YOUR GOAL –
Only the lines from the one containing "Q: Provide one point on every instance of the blue emblem" through the last line below should be written out, exactly and with both ends kept.

## begin INFORMATION GIVEN

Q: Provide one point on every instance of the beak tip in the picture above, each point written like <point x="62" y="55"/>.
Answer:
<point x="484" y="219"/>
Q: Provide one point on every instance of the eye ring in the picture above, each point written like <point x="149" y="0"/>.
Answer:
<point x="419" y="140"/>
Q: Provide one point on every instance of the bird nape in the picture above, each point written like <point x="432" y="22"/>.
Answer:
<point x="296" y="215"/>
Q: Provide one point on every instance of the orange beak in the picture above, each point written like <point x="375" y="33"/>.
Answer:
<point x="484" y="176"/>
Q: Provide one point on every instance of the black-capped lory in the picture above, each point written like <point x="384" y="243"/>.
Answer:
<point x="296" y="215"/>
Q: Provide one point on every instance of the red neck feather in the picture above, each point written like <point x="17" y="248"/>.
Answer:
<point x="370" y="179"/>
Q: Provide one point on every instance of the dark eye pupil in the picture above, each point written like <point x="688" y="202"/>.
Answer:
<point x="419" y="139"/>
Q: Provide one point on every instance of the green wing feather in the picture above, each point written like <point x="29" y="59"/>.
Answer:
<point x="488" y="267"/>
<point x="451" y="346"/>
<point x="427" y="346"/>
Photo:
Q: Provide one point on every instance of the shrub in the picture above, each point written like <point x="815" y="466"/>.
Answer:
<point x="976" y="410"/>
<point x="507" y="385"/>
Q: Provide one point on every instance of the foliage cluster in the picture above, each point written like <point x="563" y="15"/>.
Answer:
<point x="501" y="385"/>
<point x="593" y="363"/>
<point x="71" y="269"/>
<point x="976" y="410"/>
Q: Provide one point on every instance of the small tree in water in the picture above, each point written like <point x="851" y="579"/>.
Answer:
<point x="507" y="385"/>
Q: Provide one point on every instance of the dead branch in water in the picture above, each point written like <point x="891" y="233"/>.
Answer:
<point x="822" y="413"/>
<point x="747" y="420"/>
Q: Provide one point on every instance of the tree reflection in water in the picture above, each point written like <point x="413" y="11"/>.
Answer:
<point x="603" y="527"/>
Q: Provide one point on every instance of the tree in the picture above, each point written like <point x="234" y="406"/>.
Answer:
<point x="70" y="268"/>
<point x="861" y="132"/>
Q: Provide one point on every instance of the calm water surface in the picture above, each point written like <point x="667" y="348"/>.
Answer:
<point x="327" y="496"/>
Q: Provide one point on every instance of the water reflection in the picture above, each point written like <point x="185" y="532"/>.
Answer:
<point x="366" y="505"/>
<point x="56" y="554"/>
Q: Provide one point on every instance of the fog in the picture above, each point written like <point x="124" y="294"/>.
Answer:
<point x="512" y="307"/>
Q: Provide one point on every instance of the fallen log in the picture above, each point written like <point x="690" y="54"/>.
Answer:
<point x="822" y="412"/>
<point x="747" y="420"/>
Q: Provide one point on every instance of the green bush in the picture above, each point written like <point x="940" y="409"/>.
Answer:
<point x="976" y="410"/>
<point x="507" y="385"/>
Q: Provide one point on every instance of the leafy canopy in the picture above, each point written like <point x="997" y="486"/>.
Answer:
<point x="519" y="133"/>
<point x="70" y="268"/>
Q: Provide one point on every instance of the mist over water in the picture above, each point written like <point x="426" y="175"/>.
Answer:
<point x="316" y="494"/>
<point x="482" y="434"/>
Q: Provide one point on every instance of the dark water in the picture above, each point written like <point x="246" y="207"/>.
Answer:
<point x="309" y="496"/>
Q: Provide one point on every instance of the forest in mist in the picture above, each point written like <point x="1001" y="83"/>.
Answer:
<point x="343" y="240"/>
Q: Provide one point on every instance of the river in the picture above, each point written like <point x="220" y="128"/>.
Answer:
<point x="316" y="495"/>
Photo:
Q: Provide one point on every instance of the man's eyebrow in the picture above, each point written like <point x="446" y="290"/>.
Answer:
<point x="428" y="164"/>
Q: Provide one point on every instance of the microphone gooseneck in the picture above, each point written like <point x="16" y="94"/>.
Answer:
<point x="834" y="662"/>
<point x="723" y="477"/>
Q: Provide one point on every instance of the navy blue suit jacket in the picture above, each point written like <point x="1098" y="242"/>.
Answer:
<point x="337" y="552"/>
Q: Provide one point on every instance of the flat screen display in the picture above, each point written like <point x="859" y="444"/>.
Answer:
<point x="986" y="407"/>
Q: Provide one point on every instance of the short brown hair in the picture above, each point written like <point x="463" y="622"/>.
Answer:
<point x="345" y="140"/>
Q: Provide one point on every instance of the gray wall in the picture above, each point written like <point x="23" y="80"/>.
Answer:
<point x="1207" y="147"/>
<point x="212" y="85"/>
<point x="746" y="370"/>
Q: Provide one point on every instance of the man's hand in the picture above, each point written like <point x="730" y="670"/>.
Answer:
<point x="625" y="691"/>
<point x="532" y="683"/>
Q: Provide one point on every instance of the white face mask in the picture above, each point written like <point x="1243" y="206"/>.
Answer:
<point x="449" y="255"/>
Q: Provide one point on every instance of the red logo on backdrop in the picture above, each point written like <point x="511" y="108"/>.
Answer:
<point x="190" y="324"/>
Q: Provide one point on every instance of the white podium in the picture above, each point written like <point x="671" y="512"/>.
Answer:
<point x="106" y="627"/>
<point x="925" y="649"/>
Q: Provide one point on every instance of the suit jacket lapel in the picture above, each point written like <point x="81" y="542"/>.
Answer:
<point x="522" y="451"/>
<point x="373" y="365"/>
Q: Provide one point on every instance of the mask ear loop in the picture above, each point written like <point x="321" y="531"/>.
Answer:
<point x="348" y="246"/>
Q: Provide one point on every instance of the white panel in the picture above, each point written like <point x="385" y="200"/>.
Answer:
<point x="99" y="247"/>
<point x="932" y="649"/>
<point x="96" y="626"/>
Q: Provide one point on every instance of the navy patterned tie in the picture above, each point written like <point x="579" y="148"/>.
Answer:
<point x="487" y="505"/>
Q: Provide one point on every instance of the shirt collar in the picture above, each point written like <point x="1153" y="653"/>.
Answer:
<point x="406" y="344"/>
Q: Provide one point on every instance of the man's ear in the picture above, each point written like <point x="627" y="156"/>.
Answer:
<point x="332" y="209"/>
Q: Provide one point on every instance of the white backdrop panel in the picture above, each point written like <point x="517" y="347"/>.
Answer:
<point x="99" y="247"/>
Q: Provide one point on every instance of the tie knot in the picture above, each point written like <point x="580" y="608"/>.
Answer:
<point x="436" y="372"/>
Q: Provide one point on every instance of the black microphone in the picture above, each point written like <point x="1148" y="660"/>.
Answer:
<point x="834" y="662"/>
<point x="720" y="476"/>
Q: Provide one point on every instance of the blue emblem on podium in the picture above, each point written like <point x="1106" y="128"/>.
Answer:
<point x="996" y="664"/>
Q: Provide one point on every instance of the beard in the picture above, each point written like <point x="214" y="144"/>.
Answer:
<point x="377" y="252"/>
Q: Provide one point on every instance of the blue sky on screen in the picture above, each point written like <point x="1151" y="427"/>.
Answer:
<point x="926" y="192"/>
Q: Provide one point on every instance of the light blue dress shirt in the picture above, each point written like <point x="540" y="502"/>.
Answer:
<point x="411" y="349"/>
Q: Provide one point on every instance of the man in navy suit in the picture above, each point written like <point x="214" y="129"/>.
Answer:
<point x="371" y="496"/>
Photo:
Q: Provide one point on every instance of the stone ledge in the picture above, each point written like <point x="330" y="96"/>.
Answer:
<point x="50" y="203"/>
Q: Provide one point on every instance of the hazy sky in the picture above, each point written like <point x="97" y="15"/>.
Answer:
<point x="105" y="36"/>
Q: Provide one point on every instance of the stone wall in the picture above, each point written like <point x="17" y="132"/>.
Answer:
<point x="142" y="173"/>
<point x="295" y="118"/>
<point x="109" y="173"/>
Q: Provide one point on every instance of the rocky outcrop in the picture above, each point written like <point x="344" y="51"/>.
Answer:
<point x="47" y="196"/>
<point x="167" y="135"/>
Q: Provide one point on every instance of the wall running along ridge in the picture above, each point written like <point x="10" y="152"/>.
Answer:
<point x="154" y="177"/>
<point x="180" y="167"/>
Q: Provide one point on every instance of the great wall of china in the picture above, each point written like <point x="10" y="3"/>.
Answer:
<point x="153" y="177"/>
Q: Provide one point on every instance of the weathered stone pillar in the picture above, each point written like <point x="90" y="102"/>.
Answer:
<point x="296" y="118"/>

## end INFORMATION GIVEN

RESPONSE TO THIS TASK –
Q: Provide one point on every instance of the blue emblem on podium in the picture above, each point written like <point x="1106" y="128"/>.
Answer:
<point x="996" y="664"/>
Q: Provide one point on every instance of the beard in the picture above, each point written like <point x="214" y="144"/>.
Answer:
<point x="377" y="252"/>
Q: Provide one point on every instance of the blue sky on screen in the picture above, each point written like <point x="1151" y="427"/>.
Answer:
<point x="926" y="192"/>
Q: Provide one point on every instance of the light blue dress shirt in the picture above, each point written like <point x="540" y="502"/>.
Answer:
<point x="411" y="349"/>
Q: Provide one point on every instance of the man in navy suit in the picture above, each point written like <point x="214" y="129"/>.
Answer:
<point x="371" y="496"/>
Photo:
Q: Provide one point on every instance of the stone ledge in the picture above, each point written like <point x="330" y="96"/>.
Answer:
<point x="50" y="203"/>
Q: Provide one point on every instance of the hazy sky in the picture above, each point written like <point x="97" y="15"/>.
Answer:
<point x="105" y="36"/>
Q: Provide one point on every instance of the stone wall in the picture above, each point written like <point x="17" y="132"/>.
Answer:
<point x="142" y="173"/>
<point x="295" y="118"/>
<point x="109" y="173"/>
Q: Provide one point on every instance of the rocky outcrop in the picture above, each point written like <point x="344" y="51"/>.
Answer:
<point x="47" y="196"/>
<point x="167" y="135"/>
Q: Provide one point on every instance of the wall running along ridge in the picture above, each point written like <point x="10" y="152"/>.
Answer:
<point x="154" y="177"/>
<point x="180" y="167"/>
Q: Provide one point on every instance of the great wall of china in the picture above, each point written like <point x="10" y="3"/>.
Answer:
<point x="153" y="177"/>
Q: Provide one point on every instance of the weathered stone pillar in the picture above, each point written like <point x="90" y="102"/>.
Answer:
<point x="296" y="118"/>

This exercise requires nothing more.